Entries follow. Give back exactly the lines starting at the one containing "Target: electrical transmission tower" and ending at the one containing "Target: train car wheel", and no other lines.

Task input –
***

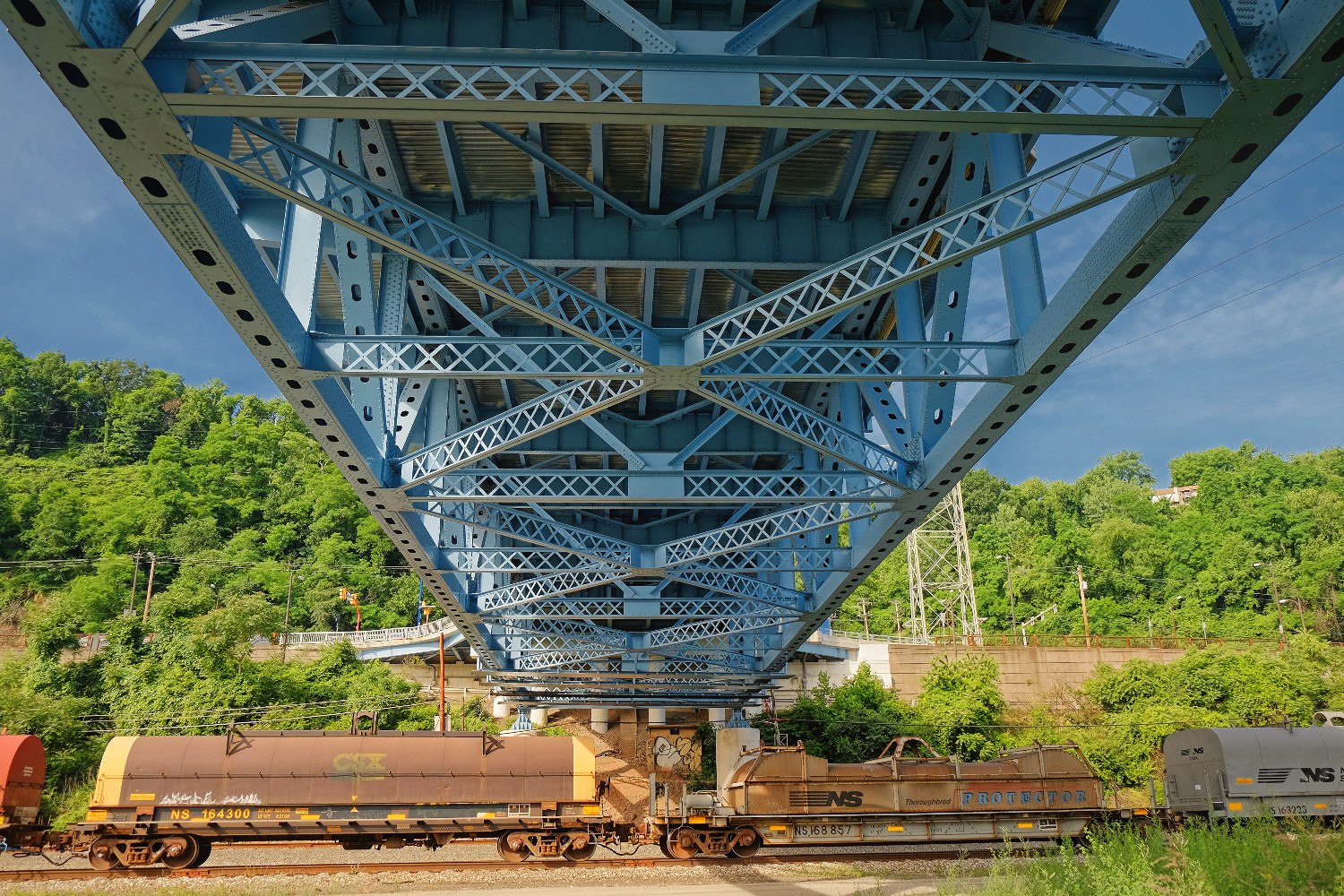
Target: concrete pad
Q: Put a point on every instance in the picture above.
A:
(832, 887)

***

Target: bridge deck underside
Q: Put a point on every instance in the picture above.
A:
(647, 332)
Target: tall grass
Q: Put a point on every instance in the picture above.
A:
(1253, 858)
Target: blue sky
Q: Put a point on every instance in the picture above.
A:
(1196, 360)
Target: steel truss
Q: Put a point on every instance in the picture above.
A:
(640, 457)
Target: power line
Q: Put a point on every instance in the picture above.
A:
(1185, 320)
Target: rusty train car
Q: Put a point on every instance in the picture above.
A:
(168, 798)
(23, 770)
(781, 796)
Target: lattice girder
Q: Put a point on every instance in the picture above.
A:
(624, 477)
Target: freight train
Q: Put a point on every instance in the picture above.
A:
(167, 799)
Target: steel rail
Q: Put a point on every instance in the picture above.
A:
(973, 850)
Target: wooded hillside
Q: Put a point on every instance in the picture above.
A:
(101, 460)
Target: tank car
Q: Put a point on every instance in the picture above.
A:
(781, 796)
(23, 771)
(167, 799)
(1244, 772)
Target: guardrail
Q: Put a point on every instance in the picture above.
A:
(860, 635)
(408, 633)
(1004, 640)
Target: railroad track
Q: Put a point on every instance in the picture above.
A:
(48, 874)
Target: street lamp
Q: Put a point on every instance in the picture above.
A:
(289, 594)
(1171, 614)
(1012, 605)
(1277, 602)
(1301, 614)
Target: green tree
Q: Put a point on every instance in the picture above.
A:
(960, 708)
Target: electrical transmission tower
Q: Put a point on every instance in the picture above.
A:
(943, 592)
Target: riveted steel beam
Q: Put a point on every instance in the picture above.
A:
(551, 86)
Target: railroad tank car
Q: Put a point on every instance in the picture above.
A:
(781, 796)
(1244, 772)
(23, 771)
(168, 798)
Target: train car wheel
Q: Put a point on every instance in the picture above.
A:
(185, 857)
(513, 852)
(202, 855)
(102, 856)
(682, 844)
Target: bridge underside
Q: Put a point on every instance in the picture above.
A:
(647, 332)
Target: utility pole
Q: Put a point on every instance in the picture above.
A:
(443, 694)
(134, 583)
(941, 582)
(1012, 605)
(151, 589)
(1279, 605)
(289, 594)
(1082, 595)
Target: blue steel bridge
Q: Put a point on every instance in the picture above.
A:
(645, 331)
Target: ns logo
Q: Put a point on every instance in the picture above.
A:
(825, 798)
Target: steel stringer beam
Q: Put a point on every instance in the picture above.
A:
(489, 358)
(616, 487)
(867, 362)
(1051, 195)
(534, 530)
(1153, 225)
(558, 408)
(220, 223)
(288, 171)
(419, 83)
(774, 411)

***

Task output –
Target: electrical transmission tower
Q: Put a point on every instance in the picture above.
A:
(943, 592)
Target: riveted steel beam
Q: Put a point on every instance in the picture above.
A:
(551, 86)
Target: railroad tank car
Q: Put a point on every instance in the picture above.
A:
(781, 796)
(1244, 772)
(23, 771)
(168, 798)
Target: train car wheel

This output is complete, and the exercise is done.